+++ Provided information
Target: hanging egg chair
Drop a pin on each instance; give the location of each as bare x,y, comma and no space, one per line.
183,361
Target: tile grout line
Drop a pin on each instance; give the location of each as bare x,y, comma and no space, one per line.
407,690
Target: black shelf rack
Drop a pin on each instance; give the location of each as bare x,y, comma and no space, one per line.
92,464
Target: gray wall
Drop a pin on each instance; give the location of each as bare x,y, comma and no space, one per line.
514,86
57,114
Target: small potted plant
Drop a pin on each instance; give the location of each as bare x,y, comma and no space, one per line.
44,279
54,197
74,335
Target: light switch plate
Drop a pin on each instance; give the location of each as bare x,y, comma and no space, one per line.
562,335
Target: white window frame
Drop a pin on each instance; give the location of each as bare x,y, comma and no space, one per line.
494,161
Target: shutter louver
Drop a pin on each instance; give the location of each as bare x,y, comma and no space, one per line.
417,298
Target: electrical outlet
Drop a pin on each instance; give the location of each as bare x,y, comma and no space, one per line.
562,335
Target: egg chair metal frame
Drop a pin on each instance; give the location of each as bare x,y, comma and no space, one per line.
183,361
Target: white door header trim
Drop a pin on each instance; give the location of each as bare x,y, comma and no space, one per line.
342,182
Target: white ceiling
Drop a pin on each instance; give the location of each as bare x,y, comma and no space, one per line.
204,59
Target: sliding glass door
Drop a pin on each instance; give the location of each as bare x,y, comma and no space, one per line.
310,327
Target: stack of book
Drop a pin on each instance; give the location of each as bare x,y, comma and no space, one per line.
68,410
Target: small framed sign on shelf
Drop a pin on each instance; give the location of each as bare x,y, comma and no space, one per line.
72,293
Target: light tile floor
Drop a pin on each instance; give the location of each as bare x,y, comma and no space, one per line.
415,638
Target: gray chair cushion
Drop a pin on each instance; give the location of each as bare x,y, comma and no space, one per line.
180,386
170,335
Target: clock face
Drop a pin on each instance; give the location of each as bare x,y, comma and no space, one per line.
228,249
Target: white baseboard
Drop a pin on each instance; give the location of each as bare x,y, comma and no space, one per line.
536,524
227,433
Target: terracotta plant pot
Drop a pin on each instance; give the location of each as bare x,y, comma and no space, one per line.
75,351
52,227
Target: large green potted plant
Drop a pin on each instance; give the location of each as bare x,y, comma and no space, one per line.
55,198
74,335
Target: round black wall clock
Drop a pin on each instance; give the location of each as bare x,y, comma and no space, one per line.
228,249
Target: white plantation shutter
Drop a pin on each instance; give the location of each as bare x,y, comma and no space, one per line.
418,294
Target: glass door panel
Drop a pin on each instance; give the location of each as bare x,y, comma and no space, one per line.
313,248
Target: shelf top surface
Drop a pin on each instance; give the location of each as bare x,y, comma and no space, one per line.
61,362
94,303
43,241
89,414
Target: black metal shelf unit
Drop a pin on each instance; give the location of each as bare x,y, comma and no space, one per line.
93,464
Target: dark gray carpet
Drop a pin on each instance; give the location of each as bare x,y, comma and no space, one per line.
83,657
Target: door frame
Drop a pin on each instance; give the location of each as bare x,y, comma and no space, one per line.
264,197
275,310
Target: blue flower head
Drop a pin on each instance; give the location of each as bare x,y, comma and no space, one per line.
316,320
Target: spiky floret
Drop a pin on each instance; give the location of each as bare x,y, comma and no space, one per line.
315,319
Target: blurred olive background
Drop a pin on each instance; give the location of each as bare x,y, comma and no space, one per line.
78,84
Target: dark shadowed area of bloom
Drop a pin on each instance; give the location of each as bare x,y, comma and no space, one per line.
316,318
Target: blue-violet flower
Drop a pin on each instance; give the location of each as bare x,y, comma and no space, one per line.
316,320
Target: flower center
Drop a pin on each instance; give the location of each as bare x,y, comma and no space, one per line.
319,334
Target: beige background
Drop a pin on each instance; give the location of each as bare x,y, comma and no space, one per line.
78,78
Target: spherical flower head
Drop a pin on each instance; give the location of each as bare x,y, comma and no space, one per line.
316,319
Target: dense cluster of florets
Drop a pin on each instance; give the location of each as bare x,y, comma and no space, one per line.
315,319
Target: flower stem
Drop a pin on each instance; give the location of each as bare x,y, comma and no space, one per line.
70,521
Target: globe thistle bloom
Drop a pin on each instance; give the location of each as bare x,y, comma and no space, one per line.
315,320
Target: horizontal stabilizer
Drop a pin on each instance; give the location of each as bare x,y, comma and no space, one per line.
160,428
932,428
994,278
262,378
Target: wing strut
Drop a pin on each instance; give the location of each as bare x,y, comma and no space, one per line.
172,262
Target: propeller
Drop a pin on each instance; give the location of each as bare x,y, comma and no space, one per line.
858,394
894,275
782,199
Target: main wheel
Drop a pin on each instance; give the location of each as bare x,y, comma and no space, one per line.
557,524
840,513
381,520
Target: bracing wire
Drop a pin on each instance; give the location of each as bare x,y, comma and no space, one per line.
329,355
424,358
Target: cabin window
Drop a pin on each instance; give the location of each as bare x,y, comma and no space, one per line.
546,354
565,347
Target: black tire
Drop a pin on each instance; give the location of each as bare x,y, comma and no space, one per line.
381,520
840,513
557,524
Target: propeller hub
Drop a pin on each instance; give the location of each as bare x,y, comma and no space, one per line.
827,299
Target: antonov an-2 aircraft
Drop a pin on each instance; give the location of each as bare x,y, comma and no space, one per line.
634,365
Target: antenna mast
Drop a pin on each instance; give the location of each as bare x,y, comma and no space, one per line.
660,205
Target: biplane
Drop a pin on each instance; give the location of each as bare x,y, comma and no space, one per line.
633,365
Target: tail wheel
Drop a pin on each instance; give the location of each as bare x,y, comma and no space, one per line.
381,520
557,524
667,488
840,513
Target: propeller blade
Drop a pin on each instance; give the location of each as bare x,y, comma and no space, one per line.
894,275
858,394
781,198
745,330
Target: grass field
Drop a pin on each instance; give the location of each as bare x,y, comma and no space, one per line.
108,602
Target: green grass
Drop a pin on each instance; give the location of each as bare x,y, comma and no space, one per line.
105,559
++++++
Required task >> Copy out every line of the data above, exactly as given.

Right answer >>
Target: hanging egg chair
Drop a pin on each instance; give the location of each as bare x,y, comma and no space, one per line.
183,361
Target: tile grout line
Drop a pin on each instance; give the location of each as bare x,y, comma and no space, one per line.
407,690
Target: black shelf rack
Drop a pin on each instance; give the location of each as bare x,y, comma and no space, one per line.
92,464
Target: gray wall
Drop a pin on each instance; give the location of each as bare x,y, comma and no space, one per line.
514,86
57,114
Target: small potted plant
Drop a pin on each instance; give the location of each as bare x,y, comma and no space, one per line.
44,279
54,197
74,335
Target: light switch plate
Drop a pin on each instance; give the location of each as bare x,y, comma and no space, one per line.
562,335
Target: white window frame
Drop a pin on each instance; give the location of each as bare x,y, comma and no space, one per line.
494,161
Target: shutter louver
Drop a pin on each instance; give the location of each as bare x,y, comma and no space, one per line.
417,298
Target: electrical outlet
Drop a pin on each instance; give the location of each as bare x,y, comma and no space, one per line.
562,335
Target: egg chair metal frame
Drop a pin on each instance; give the location of each as bare x,y, comma and no space, one per line.
183,361
Target: white door header trim
Drop a pin on each instance; give the location of each as bare x,y, comma and no space, one per line.
342,182
Target: white ceiling
Drop a pin on each instance; give the location of each as bare x,y, comma and no space, one per line.
204,59
Target: sliding glass door
Drop a pin on each instance; give the location of each as bare x,y, comma and no space, one per line.
310,327
Target: stack of book
Drop a pin on each instance; give the location of each as bare x,y, comma and no space, one per line.
68,410
Target: small framed sign on shelf
Drop a pin on each instance; give the location of each as bare x,y, comma and no space, one per line.
72,293
Target: light tile floor
Drop a pin on each instance; give the location of each as bare x,y, comma and no space, one per line.
415,638
Target: gray chair cushion
Drop a pin on each instance; give the location of each as bare x,y, comma and no space, one per line.
180,386
170,335
Target: clock face
Drop a pin on each instance; give the location of each as bare x,y, comma and no space, one per line.
228,249
Target: white baseboard
Drop a pin on each instance; give the location of each as bare x,y, comma and no space, one per line.
536,524
227,433
Target: terracotta plant pot
Drop a pin on each instance; give the location of each as bare x,y, comma and no space, one per line.
75,351
52,227
Target: large green potted plant
Drop a pin on each instance; give the location of each as bare x,y, comma and no space, one per line.
55,198
74,335
Target: round black wall clock
Drop a pin on each instance; give the location of each as bare x,y, comma and no space, one per line.
228,249
Target: white plantation shutter
Drop a pin on each instance; give the location of each as bare x,y, comma and no space, one per line.
418,294
Target: glass door panel
Drop a pin on each instance; give the location of each as bare x,y, comma and no space, one per line.
313,248
Target: shelf top surface
Drop a pin on each instance; give the location of each as bare x,y, comma and no space, one per line.
61,362
94,303
43,241
89,414
Target: black metal shelf unit
Drop a pin on each instance; give the location of each as bare x,y, comma and no space, one per line.
93,464
Target: dark gray carpet
Drop a pin on each instance; give the location of each as bare x,y, comma and no space, one per line.
83,657
Target: door frame
Drop a pin on each instance; give the location of each as bare x,y, comma and no space, one per line.
264,197
275,310
Target: blue flower head
Drop a pin on each instance; give the location of each as bare x,y, comma and no space, one per line.
316,320
Target: spiky floret
Drop a pin on each instance; give the location of each as bare x,y, comma and no space, one per line.
315,319
Target: blurred olive background
Drop a pin on each instance; give the location of each as bare x,y, comma and no space, one per line.
78,84
Target: dark shadowed area of bloom
Drop a pin on each instance; give the location of each as bare x,y, comma and no space, one per line.
316,318
Target: blue-violet flower
Drop a pin on each instance; give the location of each as bare x,y, comma and no space, one per line.
316,320
Target: flower center
Drop a pin on each instance; give the location of each as bare x,y, comma and no space, one per line.
319,334
Target: beige background
Drop a pin on each instance; give the location of each as bare x,y, comma and no space, one per line.
78,78
Target: spherical flower head
Drop a pin on each instance; give the location of each as bare x,y, comma and no space, one per line.
316,319
Target: dense cluster of florets
Drop a pin on each instance; give the location of each as bare x,y, comma and no space, one per line.
315,319
Target: flower stem
Drop a pin on each instance; give the location of each as bare x,y, comma and no space, one per line.
70,521
Target: globe thistle bloom
Drop a pin on each instance; give the location of each as bare x,y, comma and no space, one per line.
315,320
Target: horizontal stabilizer
Drop a pin on each instance; give the location of each as bare x,y, comma and no space, one per line.
160,428
932,428
994,278
262,378
Target: wing strut
Drop a pin on each instance; give the location of each as bare x,y, comma and no space, one per line.
172,262
Target: propeller
Drop a pin on each instance; give the location of each as bare x,y, comma and no space, one per line.
858,394
894,275
782,199
Target: main wheel
Drop a pin on each instance; give the location of each as bare x,y, comma and no space, one per line.
557,524
840,513
381,520
Target: bracing wire
Drop a pin on each instance; give the location of each as bare x,y, comma and no space, one per line.
329,355
424,358
Target: cabin window
Drop a pin on each instance; give the location of each as bare x,y, comma and no space, one per line.
546,354
565,347
Target: black tire
Drop a pin on each instance; give the location of each as bare x,y, comma and no space, one per line.
381,520
840,513
557,524
Target: propeller hub
Drop a pin on each instance; give the location of each as bare x,y, comma and no space, one per line.
827,299
Target: antonov an-2 aircraft
Drop a pin on each instance; give the location of each as bare x,y, comma and no space, one per line.
634,365
Target: antenna mast
Drop a pin on each instance; give the location of each as bare x,y, comma and no space, one per line.
660,205
Target: biplane
Drop a pin on each instance; give the location of each as bare x,y, comma and no space, one per line.
633,365
Target: tail wheel
Drop a pin on each instance; give the location of each as bare x,y, comma and no space, one per line.
381,520
557,524
667,488
840,513
Target: propeller blade
Drop a pin on each instance; give the location of each as bare x,y, comma and no space, one per line.
894,275
858,394
781,198
745,330
Target: grass field
Drop a pin on each instance; give the location of each as bare x,y, comma and no space, one per line.
108,602
Target: green grass
Drop a pin on each instance; give the location of each as bare x,y, comma and no space, one per line.
105,559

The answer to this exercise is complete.